Entries from a point annotation set

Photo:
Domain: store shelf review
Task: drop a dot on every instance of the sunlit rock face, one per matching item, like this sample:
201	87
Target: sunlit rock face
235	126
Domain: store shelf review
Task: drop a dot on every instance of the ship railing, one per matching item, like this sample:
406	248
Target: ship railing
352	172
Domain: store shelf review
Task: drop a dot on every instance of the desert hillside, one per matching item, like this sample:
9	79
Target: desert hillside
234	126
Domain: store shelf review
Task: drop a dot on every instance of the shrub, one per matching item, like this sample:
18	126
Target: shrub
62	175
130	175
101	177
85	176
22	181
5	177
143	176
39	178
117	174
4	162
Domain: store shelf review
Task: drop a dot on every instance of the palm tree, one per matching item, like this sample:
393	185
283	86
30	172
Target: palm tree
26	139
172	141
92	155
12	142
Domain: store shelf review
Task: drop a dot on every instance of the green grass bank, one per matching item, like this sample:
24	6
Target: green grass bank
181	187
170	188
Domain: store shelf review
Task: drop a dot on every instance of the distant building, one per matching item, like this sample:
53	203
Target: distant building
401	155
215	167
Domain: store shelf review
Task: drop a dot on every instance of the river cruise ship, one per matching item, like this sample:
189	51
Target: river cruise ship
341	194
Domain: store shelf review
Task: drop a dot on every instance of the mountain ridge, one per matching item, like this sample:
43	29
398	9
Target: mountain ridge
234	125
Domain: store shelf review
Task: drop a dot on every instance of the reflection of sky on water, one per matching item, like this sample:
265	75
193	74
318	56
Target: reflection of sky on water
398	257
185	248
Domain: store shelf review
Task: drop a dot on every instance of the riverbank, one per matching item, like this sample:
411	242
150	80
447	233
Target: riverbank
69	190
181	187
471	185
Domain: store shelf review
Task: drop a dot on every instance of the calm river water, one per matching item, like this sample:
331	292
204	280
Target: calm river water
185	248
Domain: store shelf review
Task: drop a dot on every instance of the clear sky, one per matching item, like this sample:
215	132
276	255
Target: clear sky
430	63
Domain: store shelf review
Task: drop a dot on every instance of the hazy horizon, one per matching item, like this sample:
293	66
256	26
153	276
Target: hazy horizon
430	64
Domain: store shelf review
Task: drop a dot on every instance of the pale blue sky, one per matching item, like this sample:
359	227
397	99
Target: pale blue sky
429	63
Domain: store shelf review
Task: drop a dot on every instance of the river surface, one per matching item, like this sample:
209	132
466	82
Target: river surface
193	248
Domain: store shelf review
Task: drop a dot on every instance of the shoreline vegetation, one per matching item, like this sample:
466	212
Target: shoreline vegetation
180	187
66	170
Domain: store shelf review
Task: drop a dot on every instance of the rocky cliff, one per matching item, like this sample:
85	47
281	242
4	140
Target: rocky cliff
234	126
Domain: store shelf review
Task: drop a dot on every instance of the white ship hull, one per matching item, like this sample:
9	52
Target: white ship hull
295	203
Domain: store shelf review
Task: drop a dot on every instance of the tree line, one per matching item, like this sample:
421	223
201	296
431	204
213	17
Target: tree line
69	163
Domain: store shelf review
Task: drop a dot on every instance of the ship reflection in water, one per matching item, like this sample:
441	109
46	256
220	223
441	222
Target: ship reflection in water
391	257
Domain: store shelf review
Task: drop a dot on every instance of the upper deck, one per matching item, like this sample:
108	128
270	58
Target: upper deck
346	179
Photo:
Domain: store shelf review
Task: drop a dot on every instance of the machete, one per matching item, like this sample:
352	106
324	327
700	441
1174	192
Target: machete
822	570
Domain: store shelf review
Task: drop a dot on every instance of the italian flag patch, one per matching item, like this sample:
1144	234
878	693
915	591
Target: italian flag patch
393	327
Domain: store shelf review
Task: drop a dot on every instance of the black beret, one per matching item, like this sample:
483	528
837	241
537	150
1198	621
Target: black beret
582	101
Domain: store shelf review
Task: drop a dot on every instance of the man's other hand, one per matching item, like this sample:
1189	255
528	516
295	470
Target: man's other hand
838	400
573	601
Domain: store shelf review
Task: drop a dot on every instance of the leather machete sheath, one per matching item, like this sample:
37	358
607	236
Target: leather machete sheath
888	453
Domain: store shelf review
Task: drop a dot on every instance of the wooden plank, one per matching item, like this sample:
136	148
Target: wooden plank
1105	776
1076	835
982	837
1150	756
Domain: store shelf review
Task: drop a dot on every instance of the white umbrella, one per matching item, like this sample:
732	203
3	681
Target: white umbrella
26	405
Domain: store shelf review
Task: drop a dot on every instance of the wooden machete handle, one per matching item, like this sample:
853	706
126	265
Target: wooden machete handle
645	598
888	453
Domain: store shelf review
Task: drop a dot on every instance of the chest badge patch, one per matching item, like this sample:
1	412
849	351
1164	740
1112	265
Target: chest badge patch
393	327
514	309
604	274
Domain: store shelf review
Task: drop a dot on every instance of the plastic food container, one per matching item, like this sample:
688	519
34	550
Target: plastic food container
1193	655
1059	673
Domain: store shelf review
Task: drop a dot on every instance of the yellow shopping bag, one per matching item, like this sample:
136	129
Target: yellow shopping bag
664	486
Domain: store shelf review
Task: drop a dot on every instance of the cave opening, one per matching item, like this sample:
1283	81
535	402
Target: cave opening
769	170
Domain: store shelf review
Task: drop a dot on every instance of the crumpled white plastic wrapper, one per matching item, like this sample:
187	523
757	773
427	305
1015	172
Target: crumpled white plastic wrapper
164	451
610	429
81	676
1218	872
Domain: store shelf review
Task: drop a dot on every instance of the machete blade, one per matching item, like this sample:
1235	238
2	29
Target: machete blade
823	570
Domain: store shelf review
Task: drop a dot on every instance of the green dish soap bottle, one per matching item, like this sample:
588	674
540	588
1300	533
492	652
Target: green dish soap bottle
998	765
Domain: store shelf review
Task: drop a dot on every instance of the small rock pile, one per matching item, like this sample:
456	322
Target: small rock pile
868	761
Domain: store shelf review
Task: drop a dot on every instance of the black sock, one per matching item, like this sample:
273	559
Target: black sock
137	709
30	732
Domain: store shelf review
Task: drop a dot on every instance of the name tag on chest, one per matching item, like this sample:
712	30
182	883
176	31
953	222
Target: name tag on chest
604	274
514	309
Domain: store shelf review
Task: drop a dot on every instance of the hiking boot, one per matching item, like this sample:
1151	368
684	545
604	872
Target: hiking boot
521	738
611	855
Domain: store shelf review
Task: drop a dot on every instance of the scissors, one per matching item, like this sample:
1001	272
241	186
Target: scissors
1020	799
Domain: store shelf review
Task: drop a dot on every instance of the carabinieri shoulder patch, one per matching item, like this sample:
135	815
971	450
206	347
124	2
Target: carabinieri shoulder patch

DESCRIPTION OF THE TASK
Write each line above out exactly.

FINAL RESULT
Photo:
Domain: store shelf review
Task: drop a dot on every instance of the sunlit rock face, one per matching item, like this sample:
201	87
Target: sunlit rock face
235	126
Domain: store shelf review
Task: drop a dot on every instance of the ship railing, one per matching item, like this sample:
406	248
Target: ship railing
352	172
Domain: store shelf review
Task: drop a dot on every instance of the desert hillside, one per matching item, like this sample:
9	79
Target: desert hillside
234	126
Domain: store shelf review
Task: drop a dot on every instance of the shrub, one per matching item, like this sample:
18	126
Target: shrub
62	175
130	175
101	177
85	176
22	181
5	177
143	176
39	178
117	174
4	162
Domain: store shelf review
Task: drop a dot on every instance of the palm tree, one per matching item, like this sample:
393	185
283	86
30	172
Target: palm tree
26	139
172	141
92	155
12	142
Domain: store shelf review
Task: drop a dot on every instance of the green grass bank, one per matching item, like this sample:
24	6
Target: green grass bank
181	187
170	188
Domain: store shelf review
Task: drop a dot on every instance of the distant building, one per matching item, like this sample:
53	203
Target: distant building
401	155
215	167
Domain: store shelf review
Task: drop a dot on every instance of the river cruise ship, one per matching item, like this sample:
189	51
Target: river cruise ship
341	194
Domain: store shelf review
Task: drop a dot on every instance of the mountain ridge, one per matching item, like this sample:
43	29
398	9
Target: mountain ridge
234	125
Domain: store shelf review
Task: drop a dot on every instance of the reflection of sky on water, one per matching item, like this sample:
265	75
193	74
318	56
Target: reflection of sky on water
398	257
185	248
Domain: store shelf review
Task: drop a dot on every instance of the riverbank, one per matching item, like this sample:
411	242
150	80
447	233
Target: riverbank
69	190
181	187
471	185
Domain: store shelf review
Task: drop a dot on every instance of the calm river water, one per matching item, like this sample:
331	292
204	280
Target: calm river water
185	248
Domain: store shelf review
Task: drop a dot on every instance of the clear sky, one per matching item, like this sample:
215	132
276	255
Target: clear sky
430	63
Domain: store shelf review
Task: drop a dot on every instance of the hazy horizon, one per matching item, like this sample:
293	66
256	26
153	276
Target: hazy horizon
430	64
Domain: store shelf review
Task: drop a dot on every instance of the pale blue sky, one per matching item, like this sample:
359	227
397	99
Target: pale blue sky
429	63
Domain: store shelf review
Task: drop a dot on every instance of the river surface, one per matching item, like this sample:
209	132
466	82
Target: river surface
193	248
Domain: store shelf review
Task: drop a dot on every instance of the shoreline vegetation, one per matching item, like this sample:
466	212
Target: shoreline vegetation
180	187
66	170
Domain: store shelf review
Task: drop a dot on every instance of the rocky cliff, one per matching item, like this sample:
85	47
281	242
4	140
Target: rocky cliff
234	126
Domain: store shelf review
Task: drop a dot on every instance of the white ship hull, one per matching item, like this sample:
9	52
Target: white ship hull
295	203
Domain: store shelf review
Task: drop a dot on every instance of the tree line, one per matching item, like this sample:
421	223
201	296
431	204
213	17
Target: tree line
69	163
Domain: store shelf review
Task: drop a dot on every instance of the ship reflection in water, one per matching item, like this sample:
441	109
46	256
220	223
441	222
Target: ship reflection in water
391	257
Domain: store shelf review
Task: drop a dot on every instance of the upper deck, one per matching item, like this sample:
108	128
270	58
Target: upper deck
346	179
Photo:
Domain: store shelf review
Task: drop a dot on every instance of the machete, one per matching item, like this sample:
352	106
324	327
700	441
1174	192
Target: machete
822	570
Domain: store shelf review
Task: drop a dot on every instance of the italian flag patch, one per matching item, like this sample:
1144	234
878	693
915	591
Target: italian flag patch
393	327
Domain: store shelf review
Task: drop a dot on every instance of the black beret, one per matching item, like this sample:
483	528
837	241
537	150
1198	621
Target: black beret
582	101
Domain: store shelf review
Task: drop a dot on every instance of the man's other hand, one per matching item, like this sample:
1189	255
528	516
295	470
Target: man's other hand
838	400
573	601
Domain: store shelf review
Task: drop a dot on every instance of the leather machete sheath, one per matching item, like this sample:
37	358
607	236
Target: leather machete sheath
888	453
Domain: store shelf review
Task: drop a dot on every instance of the wooden plank, one per matching item, like this sample:
136	148
Target: wooden plank
1105	776
1076	835
982	837
1150	756
Domain: store shelf review
Task: drop a dot on every instance of the white umbrella, one per matching item, like this sample:
732	203
3	681
Target: white umbrella
26	405
Domain: store shelf review
Task: drop a dot on every instance of the wooden machete handle, one per matching item, like this sample:
853	706
126	265
Target: wooden machete handle
645	598
888	453
Domain: store shelf review
Task: drop a dot on every instance of the chest badge patch, one per matching item, like this sample:
1	412
849	351
1164	740
1112	265
Target: chest badge patch
393	327
514	309
604	274
Domain: store shelf review
Task: drop a dot on every instance of the plastic food container, one per matching item, like this sample:
688	519
34	550
Target: plastic food container
1193	655
1059	673
Domain: store shelf review
Task: drop a dot on every instance of the yellow shopping bag, one per matching item, like this sample:
136	129
Target: yellow shopping bag
664	486
Domain: store shelf review
Task: drop a dot on every instance of the cave opening, one per matching item, like this sample:
1283	81
535	402
Target: cave opening
769	170
Domain: store shelf review
Task: drop a dot on every instance of the crumpled white plastic wrapper, one per matching item, like this sample:
187	523
757	773
427	305
1015	172
Target: crumpled white plastic wrapper
164	451
610	429
81	676
1218	872
Domain: store shelf review
Task: drop a dot on every instance of the machete blade, one per matching item, like this sample:
1235	238
2	29
Target: machete blade
823	570
Domain: store shelf review
Task: drop a dot on every instance of the green dish soap bottle, one per matching item, like this sample:
588	674
540	588
1300	533
492	652
Target: green dish soap bottle
998	765
Domain: store shelf review
Task: drop a dot on every instance of the small rock pile, one per matching item, like this sample:
456	322
Target: small rock pile
868	761
Domain: store shelf review
Task: drop a dot on every instance of the black sock, one per matching item, like this sample:
273	559
Target: black sock
137	709
30	732
Domain: store shelf review
Task: drop a dot on every instance of the name tag on chest, one per matching item, like this sample:
712	30
182	883
176	31
953	222
Target: name tag on chest
604	274
514	309
Domain: store shelf review
Task: drop a dot on every instance of the hiking boot, one per matching item, like this sample:
1151	368
684	545
604	872
Target: hiking boot
521	738
611	855
Domain: store shelf review
Task: drop a dot on every instance of the scissors, one per matching item, like this sample:
1001	272
241	186
Target: scissors
1020	799
Domain: store shelf review
Task: drop a dot on every instance of the carabinieri shoulder patch, one per matching item, like this sample:
135	815
971	450
206	347
124	2
Target: carabinieri shoulder patch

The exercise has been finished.